[Records for pointing at objects in photos]
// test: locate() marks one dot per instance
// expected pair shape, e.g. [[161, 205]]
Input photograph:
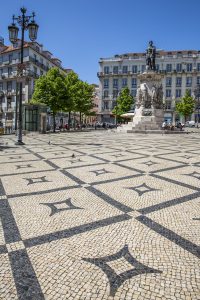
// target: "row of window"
[[116, 82], [10, 71], [134, 69], [9, 85], [179, 81], [116, 93], [124, 82], [168, 93]]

*Stated task*:
Write out every line of the records above again, requests included, adding 19 to each point coordinate in the answers. Leave the pictures out.

*Exercise answer*:
// test: locate() marks one dot per instance
// expected pair shape, e.g. [[161, 205]]
Input photograph:
// target: "row of window"
[[135, 101], [29, 90], [153, 88], [28, 104], [198, 100], [135, 112], [143, 101], [187, 112]]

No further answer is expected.